■ DIRECTIVE A ■
In the exchange about multithreaded game-engine design below, restate the paragraph beginning "You have shown yourself to be knowledgeable" more briefly, keeping its main facts.

■ SOURCE ■
We are having an important discussion on design decisions with respect to multithreaded design in game-engines. Challenging decisions and ideas are very important and I will certainly take no offense. Actually I love it! It would be wonderful if I was shown to be wrong. I think our discussion is important enough to other random people on the internet to make it public, but unfortunately this comment-section is not well suited.

You have shown yourself to be knowledgeable in the area we are discussing, so what you are asking and saying should be made public and known. I propose that we continue our discussion in e-mail format so we both have more freedom to express ourselves and use rich formatting that this silly blog cannot provide. I will then create a separate page on this website and make our discussion public for the rest of the internet to see. A link on the main page will be added, so our discussion can be read by anyone interested.

If you agree to this proposal, please send an e-mail to <censored>. As long as our discussion remains on-topic and continues to be civil I'd love to debate this topic.

(#5903454104)

(referee)

Summary: Bourgond Aries says hi on e-mail, notices that guy #5903454104 is the same guy that was having the discussion on the previous mentioned article.

(Bourgond)

Hello,

it's me; Bourgond Aries. I usually do not use e-mail a lot, we could have a quicker debate using Skype. I assume you speak Dutch due to your user name, so we would be able to discuss the philosophy behind multithreaded game engines more deeply.

If it's alright with you; my Skype ID is "<censored>".

P.S. judging from your presumably similar Full-Metal Alchemist picture, you must have been the guy debating with the author of http://blackhole12.blogspot.no/2012/05/multithreading-problems-in-game-design.html.

(Entries for bounding box labeling)
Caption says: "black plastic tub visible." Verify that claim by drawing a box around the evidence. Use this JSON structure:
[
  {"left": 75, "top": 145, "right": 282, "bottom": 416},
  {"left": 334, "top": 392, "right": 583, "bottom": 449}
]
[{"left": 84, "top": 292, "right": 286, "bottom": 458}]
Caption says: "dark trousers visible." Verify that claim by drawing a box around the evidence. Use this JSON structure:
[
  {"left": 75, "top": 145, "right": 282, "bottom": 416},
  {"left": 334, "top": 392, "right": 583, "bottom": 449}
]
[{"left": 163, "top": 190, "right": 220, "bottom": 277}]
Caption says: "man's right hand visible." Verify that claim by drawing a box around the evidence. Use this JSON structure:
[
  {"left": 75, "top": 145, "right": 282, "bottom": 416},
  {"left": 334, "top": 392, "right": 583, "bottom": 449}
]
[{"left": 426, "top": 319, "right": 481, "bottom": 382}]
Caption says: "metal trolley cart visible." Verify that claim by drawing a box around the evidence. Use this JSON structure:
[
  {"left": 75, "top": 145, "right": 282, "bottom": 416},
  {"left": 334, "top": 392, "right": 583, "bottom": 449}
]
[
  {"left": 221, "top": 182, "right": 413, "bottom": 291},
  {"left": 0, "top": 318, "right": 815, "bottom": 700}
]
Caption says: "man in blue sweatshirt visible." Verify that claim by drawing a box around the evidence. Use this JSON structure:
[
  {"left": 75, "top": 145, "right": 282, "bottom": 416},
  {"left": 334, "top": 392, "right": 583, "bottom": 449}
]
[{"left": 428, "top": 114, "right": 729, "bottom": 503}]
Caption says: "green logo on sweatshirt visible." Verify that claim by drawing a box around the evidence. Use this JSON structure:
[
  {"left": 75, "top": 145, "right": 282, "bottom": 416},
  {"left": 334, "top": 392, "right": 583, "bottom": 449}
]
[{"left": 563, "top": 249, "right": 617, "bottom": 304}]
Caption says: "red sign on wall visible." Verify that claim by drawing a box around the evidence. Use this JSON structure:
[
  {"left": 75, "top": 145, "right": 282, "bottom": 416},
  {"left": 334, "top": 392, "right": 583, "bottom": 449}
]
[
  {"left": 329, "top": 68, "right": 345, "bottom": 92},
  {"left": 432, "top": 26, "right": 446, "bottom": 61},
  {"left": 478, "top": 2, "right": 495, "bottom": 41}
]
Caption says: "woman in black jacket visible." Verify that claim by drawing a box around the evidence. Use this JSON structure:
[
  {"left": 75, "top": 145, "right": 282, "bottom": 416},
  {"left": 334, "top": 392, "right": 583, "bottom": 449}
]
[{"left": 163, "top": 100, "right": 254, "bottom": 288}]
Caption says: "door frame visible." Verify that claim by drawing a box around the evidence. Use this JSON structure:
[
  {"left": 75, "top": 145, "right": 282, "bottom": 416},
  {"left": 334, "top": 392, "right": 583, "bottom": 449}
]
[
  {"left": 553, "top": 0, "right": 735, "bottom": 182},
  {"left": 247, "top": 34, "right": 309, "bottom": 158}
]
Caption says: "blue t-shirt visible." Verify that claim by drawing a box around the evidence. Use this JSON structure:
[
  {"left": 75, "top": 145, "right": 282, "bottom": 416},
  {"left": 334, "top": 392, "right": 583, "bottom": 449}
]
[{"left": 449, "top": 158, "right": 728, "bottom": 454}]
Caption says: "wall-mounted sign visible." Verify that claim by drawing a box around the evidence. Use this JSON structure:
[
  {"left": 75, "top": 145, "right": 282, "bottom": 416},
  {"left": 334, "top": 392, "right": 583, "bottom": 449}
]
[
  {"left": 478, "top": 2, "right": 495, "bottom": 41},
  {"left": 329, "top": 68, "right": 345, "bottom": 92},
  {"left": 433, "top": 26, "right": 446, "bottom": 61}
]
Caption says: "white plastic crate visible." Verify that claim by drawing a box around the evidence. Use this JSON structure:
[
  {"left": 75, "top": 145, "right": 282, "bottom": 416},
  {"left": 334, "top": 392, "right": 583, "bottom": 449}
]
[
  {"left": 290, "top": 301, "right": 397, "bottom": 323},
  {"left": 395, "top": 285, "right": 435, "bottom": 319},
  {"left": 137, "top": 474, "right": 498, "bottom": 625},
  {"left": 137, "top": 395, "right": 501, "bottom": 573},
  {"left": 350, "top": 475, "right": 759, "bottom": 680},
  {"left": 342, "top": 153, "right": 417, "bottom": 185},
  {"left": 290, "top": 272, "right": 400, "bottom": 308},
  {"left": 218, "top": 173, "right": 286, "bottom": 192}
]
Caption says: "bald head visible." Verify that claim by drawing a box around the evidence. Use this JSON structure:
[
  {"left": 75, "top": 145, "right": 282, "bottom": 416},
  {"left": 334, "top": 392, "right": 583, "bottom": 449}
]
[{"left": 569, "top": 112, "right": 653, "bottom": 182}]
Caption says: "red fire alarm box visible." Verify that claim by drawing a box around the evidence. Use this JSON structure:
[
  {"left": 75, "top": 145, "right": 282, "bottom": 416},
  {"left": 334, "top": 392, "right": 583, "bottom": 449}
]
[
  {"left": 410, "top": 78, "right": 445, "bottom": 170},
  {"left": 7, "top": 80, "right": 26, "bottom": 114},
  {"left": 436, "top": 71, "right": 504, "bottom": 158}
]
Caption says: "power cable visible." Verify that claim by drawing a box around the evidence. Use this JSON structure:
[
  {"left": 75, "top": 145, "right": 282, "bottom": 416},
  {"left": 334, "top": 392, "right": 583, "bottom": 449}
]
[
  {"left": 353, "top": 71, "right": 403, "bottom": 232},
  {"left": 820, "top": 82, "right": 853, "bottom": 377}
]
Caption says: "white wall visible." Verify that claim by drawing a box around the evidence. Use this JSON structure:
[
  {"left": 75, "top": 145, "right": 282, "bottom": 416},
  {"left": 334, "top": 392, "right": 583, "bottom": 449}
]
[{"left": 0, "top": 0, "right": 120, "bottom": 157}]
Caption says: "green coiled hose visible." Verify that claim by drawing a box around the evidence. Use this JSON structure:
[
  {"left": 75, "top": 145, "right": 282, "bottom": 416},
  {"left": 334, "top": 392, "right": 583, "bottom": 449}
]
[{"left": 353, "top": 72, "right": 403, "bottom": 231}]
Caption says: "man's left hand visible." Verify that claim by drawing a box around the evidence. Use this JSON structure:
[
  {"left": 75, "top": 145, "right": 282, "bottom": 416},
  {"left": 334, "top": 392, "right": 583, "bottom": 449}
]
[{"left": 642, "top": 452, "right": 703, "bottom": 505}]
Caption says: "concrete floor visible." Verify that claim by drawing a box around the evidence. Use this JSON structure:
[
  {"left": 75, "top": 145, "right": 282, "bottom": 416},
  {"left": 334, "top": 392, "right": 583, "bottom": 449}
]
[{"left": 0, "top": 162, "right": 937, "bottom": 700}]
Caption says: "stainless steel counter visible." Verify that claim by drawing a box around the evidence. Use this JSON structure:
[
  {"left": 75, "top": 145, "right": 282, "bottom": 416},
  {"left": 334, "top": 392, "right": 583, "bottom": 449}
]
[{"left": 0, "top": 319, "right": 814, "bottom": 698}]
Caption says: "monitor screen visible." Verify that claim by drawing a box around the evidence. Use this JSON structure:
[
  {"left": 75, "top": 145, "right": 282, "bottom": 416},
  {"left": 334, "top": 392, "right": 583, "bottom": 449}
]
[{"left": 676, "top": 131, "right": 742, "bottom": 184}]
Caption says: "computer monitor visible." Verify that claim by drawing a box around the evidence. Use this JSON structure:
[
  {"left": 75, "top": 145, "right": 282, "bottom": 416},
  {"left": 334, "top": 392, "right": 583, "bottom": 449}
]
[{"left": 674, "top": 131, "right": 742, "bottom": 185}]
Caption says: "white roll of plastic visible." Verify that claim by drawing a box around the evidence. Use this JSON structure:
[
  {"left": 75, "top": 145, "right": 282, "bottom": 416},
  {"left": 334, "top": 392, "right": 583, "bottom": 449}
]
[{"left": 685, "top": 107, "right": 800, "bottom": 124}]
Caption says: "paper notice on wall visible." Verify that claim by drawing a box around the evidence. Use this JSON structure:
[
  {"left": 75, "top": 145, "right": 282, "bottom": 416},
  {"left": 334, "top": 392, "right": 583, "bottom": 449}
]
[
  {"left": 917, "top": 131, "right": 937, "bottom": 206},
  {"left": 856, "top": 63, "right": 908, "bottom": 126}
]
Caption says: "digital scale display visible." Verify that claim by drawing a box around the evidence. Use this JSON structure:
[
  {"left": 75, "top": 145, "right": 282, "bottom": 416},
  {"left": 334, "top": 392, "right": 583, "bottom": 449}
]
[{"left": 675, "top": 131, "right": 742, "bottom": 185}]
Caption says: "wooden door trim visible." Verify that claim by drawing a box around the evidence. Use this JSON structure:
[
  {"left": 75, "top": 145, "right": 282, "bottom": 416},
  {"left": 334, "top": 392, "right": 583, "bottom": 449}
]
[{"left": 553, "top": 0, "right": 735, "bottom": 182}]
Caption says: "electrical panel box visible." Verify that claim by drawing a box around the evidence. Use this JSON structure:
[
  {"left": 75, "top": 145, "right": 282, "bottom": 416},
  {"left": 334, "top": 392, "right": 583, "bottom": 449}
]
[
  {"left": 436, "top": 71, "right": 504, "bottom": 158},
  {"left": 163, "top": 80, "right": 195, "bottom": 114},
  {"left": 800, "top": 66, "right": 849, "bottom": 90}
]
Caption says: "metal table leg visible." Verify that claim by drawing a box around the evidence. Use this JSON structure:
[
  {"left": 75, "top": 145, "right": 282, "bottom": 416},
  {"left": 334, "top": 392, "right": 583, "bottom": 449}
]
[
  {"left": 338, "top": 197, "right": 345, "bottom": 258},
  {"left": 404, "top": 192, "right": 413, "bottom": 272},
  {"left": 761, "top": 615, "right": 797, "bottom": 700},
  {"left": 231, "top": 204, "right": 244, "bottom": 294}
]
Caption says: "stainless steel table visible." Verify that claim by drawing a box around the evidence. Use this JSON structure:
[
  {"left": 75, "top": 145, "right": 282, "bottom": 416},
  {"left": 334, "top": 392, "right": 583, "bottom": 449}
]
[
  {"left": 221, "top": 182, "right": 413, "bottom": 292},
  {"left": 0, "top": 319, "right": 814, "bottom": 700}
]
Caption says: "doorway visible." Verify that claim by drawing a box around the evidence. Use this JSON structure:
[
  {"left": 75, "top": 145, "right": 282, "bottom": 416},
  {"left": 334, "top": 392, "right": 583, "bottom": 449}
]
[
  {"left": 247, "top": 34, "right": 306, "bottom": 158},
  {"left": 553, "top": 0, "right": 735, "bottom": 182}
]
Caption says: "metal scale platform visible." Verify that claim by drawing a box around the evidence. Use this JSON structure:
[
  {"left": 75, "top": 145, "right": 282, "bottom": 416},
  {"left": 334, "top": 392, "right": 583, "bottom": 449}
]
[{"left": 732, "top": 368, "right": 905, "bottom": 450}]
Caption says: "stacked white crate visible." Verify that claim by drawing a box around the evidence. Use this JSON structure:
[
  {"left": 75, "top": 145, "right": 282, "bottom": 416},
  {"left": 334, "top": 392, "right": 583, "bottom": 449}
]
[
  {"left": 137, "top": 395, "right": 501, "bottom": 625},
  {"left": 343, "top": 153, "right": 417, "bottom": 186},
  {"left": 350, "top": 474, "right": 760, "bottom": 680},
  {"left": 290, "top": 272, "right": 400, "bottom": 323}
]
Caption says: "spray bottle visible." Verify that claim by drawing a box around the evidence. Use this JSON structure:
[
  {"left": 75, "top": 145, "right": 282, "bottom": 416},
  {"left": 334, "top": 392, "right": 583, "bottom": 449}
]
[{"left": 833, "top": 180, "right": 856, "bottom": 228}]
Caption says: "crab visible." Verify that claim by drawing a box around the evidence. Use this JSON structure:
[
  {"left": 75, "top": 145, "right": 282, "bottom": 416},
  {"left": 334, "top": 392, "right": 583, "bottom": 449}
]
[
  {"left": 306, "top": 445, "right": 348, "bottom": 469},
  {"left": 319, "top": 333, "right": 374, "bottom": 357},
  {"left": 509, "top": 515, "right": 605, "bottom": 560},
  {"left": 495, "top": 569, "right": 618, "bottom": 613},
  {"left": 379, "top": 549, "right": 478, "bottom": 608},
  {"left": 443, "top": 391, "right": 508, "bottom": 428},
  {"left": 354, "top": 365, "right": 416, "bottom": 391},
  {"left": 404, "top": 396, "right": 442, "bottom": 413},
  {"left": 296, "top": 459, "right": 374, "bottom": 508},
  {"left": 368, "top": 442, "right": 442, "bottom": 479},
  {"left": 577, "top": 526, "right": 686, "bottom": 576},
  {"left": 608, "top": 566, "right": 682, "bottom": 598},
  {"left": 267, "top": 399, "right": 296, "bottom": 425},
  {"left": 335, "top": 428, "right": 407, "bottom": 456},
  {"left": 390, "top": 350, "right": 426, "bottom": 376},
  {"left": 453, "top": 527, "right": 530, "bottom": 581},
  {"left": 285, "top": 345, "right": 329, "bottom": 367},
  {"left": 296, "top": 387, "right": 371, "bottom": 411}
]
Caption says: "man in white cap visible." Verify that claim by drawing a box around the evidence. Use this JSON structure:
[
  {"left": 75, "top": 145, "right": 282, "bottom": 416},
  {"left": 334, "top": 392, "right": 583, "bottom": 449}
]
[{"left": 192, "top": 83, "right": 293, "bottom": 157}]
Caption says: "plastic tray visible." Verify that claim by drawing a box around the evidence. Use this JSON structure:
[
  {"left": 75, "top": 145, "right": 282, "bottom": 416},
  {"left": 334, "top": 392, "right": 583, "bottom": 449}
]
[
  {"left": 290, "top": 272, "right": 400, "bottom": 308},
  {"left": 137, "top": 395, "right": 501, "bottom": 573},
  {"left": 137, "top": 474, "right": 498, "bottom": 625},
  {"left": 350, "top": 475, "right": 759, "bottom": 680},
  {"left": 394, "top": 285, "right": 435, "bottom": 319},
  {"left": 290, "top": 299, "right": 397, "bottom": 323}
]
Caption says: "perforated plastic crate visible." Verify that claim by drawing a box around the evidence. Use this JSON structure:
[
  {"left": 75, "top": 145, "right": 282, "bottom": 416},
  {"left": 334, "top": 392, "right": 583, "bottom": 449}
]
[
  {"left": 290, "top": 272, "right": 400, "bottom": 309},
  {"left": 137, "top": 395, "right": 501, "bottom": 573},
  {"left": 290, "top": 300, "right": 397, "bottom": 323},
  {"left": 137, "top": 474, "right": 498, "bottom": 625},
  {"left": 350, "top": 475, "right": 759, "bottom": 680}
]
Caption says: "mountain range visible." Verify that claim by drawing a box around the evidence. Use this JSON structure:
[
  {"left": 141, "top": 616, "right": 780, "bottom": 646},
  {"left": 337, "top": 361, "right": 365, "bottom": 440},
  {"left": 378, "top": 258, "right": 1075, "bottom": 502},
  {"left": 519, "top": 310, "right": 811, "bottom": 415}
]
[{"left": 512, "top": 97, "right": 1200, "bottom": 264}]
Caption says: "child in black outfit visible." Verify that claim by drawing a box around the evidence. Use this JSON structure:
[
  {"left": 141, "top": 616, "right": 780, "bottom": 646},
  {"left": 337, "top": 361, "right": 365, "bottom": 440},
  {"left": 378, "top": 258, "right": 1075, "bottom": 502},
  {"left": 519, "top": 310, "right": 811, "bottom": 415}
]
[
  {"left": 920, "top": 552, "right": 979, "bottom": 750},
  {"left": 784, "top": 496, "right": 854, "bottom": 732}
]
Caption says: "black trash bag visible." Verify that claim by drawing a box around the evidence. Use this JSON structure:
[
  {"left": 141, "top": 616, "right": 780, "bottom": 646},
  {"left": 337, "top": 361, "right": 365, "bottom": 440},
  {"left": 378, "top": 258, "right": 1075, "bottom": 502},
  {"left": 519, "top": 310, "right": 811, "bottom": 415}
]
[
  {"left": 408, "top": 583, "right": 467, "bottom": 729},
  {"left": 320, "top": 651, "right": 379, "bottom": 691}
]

■ DIRECTIVE B ■
Display every line of the listing above that contains the string "crate". Treat uppercase and lowercase letters as different.

■ WORKED ANSWER A ■
Because the addressee has shown knowledge of the topic, the writer believes their discussion should be made public. The writer proposes continuing by e-mail, which allows more freedom of expression and richer formatting than the blog provides. The writer will then publish the discussion on a separate page of the website and add a link to it on the main page, so that anyone interested can read it.

■ WORKED ANSWER B ■
Caption says: "white plastic crate visible." Verify that claim by drawing a box around the evidence. Use this JSON structure:
Caption says: "stacked white crate visible." Verify that claim by drawing a box around the evidence. Use this JSON structure:
Caption says: "perforated plastic crate visible." Verify that claim by drawing a box around the evidence. Use this JSON structure:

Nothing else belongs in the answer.